▸ **Goal**: Give the listing again exactly, omitting its images.

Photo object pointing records
---

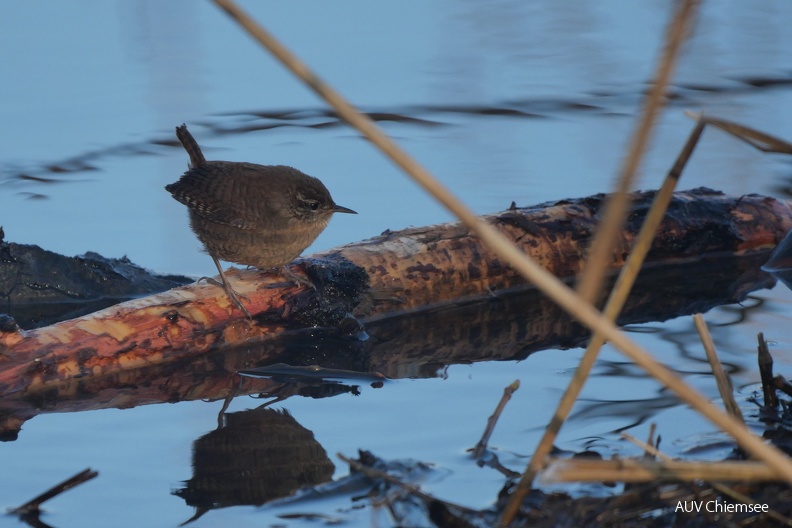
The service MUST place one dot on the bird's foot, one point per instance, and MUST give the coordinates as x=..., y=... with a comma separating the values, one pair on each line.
x=298, y=279
x=233, y=296
x=293, y=278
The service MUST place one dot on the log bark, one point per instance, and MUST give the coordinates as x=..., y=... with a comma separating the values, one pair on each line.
x=412, y=269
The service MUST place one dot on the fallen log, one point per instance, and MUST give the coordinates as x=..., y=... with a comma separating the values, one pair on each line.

---

▸ **Result**:
The service MUST place one dot on the bird's foot, one point per instance, and MUST give the coordinates as x=..., y=... with a comma separating the values, one pair on each line.
x=298, y=279
x=233, y=296
x=293, y=278
The service MUST place one dot on the log bark, one point per instance, and MUST give the coordinates as x=..., y=... with a comma separating the values, one pair on each line.
x=412, y=269
The service MUST place one dot on the fallen log, one point per instance, and MUST give the coordinates as x=..., y=... with a comma separating the values, one pair on each line.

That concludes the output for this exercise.